Exercise task:
Please swap "yellow" for "orange" in the stretch from the start of the material through the line containing "xmin=201 ymin=93 xmax=288 ymax=230", and give that stretch back with nothing else changed.

• • • •

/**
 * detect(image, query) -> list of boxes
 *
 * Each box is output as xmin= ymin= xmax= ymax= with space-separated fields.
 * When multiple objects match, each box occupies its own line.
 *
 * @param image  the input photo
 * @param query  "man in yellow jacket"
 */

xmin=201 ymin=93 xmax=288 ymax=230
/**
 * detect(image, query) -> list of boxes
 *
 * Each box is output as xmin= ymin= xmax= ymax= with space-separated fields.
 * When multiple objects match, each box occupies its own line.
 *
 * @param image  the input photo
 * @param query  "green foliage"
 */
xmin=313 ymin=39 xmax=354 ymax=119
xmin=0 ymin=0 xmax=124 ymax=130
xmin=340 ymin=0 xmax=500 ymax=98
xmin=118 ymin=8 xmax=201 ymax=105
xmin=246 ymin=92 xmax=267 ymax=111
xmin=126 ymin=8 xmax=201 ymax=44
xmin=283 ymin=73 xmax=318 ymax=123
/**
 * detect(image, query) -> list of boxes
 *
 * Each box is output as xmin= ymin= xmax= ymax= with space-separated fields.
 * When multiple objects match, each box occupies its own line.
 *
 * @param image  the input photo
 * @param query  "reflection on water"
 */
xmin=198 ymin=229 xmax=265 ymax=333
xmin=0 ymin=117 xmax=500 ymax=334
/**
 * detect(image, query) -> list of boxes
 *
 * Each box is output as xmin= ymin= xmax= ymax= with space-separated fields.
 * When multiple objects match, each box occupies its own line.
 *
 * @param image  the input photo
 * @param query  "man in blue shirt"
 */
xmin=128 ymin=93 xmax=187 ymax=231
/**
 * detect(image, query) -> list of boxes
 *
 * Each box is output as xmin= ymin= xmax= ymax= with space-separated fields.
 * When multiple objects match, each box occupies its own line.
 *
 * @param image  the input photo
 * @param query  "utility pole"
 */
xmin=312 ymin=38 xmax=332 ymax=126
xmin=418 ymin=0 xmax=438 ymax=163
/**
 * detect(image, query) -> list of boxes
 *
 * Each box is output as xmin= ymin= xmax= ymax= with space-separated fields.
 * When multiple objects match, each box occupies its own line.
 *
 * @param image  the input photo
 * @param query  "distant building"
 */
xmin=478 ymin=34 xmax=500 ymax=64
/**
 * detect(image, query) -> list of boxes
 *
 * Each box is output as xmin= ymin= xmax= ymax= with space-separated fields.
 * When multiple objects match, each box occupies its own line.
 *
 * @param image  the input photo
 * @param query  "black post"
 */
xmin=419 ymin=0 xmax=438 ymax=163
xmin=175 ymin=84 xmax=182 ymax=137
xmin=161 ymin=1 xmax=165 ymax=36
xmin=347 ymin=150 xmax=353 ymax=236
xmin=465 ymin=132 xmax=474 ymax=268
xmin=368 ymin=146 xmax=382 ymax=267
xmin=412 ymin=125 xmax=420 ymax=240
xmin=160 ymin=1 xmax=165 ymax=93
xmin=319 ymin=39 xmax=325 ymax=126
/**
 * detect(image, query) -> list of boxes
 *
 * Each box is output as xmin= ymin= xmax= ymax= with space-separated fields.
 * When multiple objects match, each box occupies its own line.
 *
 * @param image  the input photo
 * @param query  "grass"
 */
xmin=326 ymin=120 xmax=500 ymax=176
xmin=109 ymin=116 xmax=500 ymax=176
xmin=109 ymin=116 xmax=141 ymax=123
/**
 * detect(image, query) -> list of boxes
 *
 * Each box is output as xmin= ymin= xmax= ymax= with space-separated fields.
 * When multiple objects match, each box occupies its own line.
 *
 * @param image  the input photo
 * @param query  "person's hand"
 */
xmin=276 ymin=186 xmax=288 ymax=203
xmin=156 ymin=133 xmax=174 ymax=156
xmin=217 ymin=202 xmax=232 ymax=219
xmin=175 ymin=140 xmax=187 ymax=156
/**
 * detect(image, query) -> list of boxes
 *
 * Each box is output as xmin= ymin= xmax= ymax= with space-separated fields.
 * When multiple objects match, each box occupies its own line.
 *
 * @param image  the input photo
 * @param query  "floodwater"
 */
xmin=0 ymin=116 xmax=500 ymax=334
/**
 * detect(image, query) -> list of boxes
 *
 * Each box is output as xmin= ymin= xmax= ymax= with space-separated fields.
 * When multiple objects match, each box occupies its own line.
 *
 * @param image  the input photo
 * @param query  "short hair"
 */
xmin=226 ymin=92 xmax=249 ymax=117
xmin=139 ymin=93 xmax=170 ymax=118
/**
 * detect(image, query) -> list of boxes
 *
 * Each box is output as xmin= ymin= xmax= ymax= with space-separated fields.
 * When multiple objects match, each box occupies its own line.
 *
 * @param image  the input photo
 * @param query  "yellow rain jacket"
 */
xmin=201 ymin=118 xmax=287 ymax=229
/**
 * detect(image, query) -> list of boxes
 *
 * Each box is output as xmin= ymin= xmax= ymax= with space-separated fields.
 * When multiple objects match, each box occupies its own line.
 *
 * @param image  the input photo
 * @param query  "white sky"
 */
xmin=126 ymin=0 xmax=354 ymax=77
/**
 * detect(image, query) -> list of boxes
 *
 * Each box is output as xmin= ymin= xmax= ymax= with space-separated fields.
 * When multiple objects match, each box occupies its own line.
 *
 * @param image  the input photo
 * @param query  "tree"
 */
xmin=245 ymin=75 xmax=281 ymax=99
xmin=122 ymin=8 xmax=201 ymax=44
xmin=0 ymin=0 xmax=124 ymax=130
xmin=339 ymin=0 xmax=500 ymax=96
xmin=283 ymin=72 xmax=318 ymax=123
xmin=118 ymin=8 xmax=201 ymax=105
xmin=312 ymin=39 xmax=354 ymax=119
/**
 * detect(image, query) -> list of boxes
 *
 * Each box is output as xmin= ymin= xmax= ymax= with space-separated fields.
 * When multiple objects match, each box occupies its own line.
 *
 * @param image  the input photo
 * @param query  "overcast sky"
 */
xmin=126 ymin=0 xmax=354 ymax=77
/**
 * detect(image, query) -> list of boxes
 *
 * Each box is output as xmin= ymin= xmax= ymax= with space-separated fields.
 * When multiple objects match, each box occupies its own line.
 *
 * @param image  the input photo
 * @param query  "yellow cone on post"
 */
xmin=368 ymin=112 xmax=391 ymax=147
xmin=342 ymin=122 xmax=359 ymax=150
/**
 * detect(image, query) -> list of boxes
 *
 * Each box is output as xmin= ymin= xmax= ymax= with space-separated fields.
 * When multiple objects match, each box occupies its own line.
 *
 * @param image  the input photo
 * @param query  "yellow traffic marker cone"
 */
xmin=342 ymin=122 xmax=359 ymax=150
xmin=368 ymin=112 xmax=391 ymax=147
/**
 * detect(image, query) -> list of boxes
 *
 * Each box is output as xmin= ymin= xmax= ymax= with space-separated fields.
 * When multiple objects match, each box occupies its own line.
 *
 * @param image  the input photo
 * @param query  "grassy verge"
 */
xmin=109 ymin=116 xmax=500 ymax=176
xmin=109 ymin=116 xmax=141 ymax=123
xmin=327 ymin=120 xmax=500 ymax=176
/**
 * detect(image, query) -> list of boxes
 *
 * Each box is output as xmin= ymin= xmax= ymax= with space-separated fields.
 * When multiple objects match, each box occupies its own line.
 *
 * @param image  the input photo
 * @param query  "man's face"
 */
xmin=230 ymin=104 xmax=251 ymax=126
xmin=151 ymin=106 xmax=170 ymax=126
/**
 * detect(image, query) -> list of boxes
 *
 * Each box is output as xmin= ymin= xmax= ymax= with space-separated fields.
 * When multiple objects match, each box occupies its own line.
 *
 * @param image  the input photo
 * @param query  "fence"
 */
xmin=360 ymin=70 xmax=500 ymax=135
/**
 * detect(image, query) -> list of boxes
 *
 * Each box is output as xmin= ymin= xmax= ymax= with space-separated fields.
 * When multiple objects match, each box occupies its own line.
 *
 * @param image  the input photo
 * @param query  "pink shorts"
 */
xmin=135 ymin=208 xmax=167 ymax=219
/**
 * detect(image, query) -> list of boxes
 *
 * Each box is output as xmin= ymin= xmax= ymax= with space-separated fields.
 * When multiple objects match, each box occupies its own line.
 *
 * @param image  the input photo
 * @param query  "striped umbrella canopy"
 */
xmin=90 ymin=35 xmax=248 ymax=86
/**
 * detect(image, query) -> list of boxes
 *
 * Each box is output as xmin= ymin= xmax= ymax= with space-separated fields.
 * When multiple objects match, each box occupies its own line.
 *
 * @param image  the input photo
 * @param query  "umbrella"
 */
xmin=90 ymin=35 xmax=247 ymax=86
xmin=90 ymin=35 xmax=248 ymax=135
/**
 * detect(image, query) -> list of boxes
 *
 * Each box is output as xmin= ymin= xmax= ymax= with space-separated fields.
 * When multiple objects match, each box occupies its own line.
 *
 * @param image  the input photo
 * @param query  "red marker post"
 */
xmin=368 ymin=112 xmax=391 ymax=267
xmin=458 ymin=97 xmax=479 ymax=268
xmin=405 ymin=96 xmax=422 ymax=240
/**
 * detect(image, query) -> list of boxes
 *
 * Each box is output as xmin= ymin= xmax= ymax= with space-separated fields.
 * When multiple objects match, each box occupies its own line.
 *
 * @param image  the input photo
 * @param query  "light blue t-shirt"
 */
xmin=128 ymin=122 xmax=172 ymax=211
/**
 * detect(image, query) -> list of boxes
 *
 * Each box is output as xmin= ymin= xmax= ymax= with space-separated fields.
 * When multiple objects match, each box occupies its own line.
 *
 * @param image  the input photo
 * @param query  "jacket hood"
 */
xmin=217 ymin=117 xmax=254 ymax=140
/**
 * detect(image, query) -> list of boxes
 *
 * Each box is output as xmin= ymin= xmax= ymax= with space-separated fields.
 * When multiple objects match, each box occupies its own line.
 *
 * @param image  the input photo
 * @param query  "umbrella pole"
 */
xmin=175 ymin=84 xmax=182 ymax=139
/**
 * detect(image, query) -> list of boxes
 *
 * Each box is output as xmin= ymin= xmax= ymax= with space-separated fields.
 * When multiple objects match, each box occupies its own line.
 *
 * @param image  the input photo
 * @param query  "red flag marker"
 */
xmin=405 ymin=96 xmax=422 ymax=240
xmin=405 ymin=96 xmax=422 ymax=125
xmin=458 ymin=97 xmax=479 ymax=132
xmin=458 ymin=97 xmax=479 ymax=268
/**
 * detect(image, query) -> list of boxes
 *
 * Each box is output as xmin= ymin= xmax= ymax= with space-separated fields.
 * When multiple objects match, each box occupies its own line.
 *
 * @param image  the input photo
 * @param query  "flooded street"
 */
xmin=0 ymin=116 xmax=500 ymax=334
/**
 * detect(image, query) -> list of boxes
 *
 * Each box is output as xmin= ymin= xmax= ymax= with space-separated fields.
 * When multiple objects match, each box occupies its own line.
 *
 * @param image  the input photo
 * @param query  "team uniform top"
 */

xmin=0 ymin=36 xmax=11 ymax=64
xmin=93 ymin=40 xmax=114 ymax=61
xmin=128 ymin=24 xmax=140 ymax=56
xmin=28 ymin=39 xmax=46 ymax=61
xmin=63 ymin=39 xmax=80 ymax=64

• • • •

Written solution:
/**
 * detect(image, query) -> list of boxes
 *
 * Each box is output as xmin= ymin= xmax= ymax= with space-separated fields.
 * When multiple objects match, each box occupies its own line.
 *
 * @param image  the input photo
 * @param query  "man in orange jacket"
 */

xmin=201 ymin=93 xmax=288 ymax=230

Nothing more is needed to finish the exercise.